[Task directions]: Identify each line below that contains the word "smiling", and copy it out.

(Collection entries)
- - - - - - -
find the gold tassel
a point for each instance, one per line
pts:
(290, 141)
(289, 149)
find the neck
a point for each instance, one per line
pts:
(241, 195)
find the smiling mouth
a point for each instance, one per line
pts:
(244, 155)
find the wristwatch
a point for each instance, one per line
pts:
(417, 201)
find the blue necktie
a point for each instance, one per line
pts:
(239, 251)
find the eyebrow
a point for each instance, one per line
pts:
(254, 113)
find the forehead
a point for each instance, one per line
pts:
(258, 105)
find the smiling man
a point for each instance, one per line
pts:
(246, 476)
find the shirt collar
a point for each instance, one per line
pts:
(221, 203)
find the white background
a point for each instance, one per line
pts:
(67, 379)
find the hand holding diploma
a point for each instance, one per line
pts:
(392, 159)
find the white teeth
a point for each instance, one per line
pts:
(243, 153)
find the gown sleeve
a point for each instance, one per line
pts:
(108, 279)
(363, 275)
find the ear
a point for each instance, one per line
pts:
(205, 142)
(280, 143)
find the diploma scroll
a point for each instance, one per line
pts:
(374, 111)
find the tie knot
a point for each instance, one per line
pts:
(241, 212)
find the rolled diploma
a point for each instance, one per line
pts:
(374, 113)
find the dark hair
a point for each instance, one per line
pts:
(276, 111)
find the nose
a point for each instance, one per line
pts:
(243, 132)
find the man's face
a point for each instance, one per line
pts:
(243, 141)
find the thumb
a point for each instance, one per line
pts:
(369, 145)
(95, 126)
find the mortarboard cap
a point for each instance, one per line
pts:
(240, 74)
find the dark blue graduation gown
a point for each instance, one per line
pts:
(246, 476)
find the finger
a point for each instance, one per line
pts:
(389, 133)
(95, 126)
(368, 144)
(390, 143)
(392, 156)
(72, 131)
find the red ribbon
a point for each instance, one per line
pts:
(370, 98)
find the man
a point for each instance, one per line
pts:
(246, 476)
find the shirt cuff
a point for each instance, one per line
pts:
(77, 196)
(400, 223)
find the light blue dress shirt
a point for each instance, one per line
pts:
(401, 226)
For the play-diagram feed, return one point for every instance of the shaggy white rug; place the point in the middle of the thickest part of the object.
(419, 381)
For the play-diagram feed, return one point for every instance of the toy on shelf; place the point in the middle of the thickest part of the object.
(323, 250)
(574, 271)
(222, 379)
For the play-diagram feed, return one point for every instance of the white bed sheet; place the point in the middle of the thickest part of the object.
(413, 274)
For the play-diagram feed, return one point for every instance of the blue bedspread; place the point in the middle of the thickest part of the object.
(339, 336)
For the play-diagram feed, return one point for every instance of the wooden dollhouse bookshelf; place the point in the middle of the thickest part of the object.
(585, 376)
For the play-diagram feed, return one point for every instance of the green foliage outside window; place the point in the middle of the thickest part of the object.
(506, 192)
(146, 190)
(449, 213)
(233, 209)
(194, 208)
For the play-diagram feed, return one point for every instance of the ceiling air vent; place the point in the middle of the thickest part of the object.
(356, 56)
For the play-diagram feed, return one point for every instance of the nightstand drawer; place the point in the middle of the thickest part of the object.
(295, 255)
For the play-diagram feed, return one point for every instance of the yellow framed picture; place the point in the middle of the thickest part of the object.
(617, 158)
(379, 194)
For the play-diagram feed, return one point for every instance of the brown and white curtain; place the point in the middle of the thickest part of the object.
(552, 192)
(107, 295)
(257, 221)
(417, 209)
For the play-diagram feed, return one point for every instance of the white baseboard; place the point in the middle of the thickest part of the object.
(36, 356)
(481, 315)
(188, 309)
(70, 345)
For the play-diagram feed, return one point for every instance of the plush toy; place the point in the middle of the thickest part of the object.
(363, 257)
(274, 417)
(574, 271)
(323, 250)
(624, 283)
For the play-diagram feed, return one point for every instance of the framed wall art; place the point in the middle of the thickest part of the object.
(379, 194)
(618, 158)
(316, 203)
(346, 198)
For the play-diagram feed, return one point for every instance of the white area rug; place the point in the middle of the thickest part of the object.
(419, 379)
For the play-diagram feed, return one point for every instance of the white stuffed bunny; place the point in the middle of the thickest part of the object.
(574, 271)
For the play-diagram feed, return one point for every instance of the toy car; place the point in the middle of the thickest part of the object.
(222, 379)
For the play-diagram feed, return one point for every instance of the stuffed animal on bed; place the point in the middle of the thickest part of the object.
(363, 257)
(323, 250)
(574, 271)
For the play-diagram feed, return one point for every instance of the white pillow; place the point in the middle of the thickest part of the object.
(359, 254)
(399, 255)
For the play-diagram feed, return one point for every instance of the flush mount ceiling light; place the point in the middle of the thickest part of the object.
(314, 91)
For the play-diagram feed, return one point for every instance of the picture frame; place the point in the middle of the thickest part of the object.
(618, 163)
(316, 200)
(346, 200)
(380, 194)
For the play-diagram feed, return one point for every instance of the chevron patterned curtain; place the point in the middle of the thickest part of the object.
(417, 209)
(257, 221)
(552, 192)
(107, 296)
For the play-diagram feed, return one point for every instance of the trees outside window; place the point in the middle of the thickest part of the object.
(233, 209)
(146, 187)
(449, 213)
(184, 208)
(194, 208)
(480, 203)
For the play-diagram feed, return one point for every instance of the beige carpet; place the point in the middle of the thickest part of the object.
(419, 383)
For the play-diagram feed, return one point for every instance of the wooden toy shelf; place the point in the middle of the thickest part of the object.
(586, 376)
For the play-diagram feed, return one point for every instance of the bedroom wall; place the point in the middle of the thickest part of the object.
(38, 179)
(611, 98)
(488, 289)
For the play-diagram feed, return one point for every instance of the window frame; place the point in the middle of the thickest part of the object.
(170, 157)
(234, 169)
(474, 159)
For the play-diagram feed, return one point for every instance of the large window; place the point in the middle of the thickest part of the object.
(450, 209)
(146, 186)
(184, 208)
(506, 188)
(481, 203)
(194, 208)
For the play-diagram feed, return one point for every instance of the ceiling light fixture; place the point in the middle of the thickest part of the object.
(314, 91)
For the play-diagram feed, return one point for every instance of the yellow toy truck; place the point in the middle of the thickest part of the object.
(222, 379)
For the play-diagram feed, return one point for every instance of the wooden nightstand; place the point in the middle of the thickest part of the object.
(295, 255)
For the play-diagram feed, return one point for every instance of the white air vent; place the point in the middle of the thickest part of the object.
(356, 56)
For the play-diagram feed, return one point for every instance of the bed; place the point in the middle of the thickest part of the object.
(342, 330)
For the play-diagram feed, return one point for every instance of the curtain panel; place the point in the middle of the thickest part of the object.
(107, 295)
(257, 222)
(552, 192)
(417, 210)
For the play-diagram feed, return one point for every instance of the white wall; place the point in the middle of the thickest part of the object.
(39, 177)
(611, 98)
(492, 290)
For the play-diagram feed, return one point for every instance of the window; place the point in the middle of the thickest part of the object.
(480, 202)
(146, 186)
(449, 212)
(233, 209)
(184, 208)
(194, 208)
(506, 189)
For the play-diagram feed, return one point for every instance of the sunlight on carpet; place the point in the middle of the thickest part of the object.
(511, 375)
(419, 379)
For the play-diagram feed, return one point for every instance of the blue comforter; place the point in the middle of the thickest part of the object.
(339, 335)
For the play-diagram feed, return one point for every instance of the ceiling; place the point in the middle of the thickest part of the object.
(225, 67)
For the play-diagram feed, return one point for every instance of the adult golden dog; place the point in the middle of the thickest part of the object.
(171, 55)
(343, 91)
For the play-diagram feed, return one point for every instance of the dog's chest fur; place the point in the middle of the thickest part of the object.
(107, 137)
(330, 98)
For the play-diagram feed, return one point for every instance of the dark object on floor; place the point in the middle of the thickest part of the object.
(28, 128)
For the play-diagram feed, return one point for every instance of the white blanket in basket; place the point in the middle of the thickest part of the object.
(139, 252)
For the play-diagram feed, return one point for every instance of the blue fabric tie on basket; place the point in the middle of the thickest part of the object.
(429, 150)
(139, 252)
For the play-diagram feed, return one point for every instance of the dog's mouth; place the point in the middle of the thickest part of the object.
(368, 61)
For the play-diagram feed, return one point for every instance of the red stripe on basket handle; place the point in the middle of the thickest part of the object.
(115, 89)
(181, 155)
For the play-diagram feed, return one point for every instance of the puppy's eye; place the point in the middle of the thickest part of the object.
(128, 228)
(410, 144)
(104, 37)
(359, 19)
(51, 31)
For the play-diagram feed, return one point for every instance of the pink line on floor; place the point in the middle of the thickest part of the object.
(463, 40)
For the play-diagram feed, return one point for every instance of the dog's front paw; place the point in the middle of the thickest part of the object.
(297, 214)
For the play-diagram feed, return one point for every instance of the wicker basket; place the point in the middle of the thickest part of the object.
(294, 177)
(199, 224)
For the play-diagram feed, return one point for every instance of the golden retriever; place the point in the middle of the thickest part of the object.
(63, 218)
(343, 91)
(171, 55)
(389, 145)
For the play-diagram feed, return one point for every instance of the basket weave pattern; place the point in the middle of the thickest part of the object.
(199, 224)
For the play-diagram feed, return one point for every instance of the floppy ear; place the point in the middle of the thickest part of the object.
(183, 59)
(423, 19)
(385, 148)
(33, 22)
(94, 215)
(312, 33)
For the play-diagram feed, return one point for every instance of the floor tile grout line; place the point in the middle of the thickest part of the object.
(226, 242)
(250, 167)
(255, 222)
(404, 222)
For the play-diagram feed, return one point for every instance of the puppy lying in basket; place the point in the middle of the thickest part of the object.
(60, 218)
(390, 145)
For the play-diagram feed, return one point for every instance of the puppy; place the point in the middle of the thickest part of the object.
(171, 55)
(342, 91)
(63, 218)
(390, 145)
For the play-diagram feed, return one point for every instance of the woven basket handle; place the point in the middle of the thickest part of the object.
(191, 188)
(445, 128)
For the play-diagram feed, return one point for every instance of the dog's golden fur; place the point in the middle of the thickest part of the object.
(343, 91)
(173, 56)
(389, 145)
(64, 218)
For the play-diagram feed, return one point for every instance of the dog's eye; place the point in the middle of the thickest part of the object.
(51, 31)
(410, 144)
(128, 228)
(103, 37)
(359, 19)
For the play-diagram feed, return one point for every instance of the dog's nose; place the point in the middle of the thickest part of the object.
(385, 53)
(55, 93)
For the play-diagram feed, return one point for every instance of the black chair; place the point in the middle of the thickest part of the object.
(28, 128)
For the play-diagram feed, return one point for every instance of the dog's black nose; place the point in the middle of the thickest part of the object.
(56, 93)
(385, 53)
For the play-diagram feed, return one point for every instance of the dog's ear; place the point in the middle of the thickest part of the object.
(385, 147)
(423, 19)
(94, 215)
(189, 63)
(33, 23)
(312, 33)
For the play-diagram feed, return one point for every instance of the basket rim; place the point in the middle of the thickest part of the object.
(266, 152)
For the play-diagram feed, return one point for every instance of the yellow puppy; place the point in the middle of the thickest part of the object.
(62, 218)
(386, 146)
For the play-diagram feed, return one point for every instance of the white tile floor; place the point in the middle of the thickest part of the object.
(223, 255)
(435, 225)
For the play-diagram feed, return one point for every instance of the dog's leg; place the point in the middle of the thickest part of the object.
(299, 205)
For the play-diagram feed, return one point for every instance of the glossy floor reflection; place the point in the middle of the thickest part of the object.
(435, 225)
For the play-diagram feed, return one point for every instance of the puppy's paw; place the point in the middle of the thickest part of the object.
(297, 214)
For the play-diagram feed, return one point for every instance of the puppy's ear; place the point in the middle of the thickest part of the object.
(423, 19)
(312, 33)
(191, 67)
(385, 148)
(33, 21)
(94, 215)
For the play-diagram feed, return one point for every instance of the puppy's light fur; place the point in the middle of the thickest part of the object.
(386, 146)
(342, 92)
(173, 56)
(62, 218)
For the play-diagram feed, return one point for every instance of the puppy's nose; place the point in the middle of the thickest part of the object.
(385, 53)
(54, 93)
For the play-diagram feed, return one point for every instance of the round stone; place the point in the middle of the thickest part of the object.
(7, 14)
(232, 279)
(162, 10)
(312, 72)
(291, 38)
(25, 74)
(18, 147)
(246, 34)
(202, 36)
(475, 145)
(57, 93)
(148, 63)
- - - - - - -
[Exercise solution]:
find the smiling mouth
find the smiling man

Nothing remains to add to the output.